It appears clearly that there is no overhead with gdb. The difference with your timings is maybe elsewhere (http://stackoverflow.com/questions/27380443/why-is-gdb-so-slow-in-windows), but I don’t have any Windows system to verify.

We can also see that #pragma optimize "-O3" is not as good as giving “-O3” on the command line. Is it a bug in gcc? I don’t know. Anyway, that supports your argument that -O3 should be turned on by the CG team.

Finally, code2 is very fast with optimizations turned on. The explanation is that the test is a bit flawed. The result of the computation is not used at all, and gcc is able to remove it completely. You can check that by looking at the assembler code (option -S).

Magus · April 19, 2016, 5:29pm

Interesting. Thanks for the post Plopx.

As far as i remember, this is not a bug. But i’m not completely sure. There’s some optimizations that the pragma directive can’t do. You can try for example to use some C library in C++, they are most of the time not supported by the -O3 flag, but they works with the pragma directive.

Didn’t knew that, i was trying to see why the code with vector is slower. Didn’t think that -O3 completly remove the line.

━━━━━━━━━━

◆ PROBLEMS TO WORK ON ◆
(A) According to the forum thread, which gcc option lets you look at the assembler code?
(B) Name every piece of software, operating system, and programming language that the forum thread mentions by name.
(C) Continue the forum thread on gcc optimization with a further reply after its last sentence.
The items come from a separate source, unrelated to the forum thread.

◆ DATA RECORDS ◆
━━━━━━━━━━

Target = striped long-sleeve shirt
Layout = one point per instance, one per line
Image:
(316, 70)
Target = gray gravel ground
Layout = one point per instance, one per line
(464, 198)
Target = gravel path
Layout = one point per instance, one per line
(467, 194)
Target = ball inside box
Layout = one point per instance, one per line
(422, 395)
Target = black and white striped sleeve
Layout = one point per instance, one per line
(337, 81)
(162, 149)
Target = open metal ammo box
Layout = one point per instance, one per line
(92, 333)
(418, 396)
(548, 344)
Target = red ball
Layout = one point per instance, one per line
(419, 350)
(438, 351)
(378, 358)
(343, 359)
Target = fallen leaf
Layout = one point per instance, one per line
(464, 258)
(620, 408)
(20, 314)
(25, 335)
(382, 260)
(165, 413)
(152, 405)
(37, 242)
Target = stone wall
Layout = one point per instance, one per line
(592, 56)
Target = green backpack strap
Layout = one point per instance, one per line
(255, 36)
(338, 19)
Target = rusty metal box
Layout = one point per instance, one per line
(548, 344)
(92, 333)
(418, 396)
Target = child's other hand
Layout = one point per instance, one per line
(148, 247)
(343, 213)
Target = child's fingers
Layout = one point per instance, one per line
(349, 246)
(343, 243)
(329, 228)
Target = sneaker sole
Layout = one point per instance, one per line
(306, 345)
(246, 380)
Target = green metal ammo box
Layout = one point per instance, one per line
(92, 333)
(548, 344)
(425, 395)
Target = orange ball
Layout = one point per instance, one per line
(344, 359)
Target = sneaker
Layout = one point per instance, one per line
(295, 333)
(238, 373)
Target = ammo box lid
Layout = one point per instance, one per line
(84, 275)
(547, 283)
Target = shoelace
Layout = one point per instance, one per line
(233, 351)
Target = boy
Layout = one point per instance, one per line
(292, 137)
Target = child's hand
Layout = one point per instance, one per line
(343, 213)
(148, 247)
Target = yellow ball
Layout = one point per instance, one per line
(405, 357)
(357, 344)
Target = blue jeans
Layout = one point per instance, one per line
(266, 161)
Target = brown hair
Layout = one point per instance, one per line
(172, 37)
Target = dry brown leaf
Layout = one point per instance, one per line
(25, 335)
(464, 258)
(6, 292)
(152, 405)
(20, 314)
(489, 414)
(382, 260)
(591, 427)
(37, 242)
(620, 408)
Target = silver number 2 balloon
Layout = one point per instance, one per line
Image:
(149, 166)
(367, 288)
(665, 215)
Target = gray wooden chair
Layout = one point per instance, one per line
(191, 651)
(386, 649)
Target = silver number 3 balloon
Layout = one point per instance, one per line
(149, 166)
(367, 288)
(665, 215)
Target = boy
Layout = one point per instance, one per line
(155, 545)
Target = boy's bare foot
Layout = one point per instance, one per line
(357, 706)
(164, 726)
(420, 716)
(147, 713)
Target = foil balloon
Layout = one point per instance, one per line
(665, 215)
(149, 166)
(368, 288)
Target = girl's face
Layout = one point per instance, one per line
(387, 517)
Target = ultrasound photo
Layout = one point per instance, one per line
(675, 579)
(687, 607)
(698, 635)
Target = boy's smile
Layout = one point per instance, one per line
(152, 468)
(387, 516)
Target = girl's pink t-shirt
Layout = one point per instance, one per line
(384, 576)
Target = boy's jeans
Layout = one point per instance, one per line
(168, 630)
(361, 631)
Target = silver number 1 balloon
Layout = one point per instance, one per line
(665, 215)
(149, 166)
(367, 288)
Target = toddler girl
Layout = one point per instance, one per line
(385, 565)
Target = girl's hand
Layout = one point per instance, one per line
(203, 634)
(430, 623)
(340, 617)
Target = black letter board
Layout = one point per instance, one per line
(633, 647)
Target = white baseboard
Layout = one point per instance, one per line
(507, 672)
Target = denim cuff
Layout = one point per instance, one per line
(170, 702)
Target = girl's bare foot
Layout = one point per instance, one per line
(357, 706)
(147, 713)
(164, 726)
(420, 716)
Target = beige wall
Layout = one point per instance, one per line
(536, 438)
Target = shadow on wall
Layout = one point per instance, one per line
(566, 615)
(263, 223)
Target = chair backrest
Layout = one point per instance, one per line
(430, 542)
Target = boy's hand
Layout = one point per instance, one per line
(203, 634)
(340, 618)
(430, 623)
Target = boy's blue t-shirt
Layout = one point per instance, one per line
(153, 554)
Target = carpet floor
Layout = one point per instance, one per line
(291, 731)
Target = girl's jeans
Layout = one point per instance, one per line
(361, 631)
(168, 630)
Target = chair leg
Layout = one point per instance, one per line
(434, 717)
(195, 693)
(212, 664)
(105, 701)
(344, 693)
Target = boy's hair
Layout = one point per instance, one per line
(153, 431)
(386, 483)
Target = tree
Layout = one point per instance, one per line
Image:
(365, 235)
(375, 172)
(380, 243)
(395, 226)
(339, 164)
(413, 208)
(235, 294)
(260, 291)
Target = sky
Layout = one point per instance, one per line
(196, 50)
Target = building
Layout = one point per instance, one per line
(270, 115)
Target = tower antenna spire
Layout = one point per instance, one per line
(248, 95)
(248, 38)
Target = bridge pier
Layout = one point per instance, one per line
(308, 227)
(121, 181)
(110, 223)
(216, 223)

━━━━━━━━━━

◆ TASK RESPONSES ◆
(A) The -S option.

(B) gdb, Windows, gcc, C, C++

(C)
oook · June 12, 2016, 1:33pm

This puzzle was quite challenging! Would deserve to be in a very very hard category

Solving the challenge in Python first turned out to be very useful for me. Python has support for big integers by default and numpy has many built-in functions to speed-up the implementation. Once the problem was solved in Python, it was easier to translate it to C++ since I could always compare intermediate results with the Python implementation.

macton · June 17, 2016, 1:12am

Definitely don’t look at this if you don’t want any spoilers:

I wrote up (or rather, generated from the solution) a post with details on each step of my particular solution. I’d be interested in hearing about other’s approaches and differences. ***)

(Note puzzle does pass with 100%, but there’s one specific minor but annoying gotcha that’s not covered in the particular examples in that link.)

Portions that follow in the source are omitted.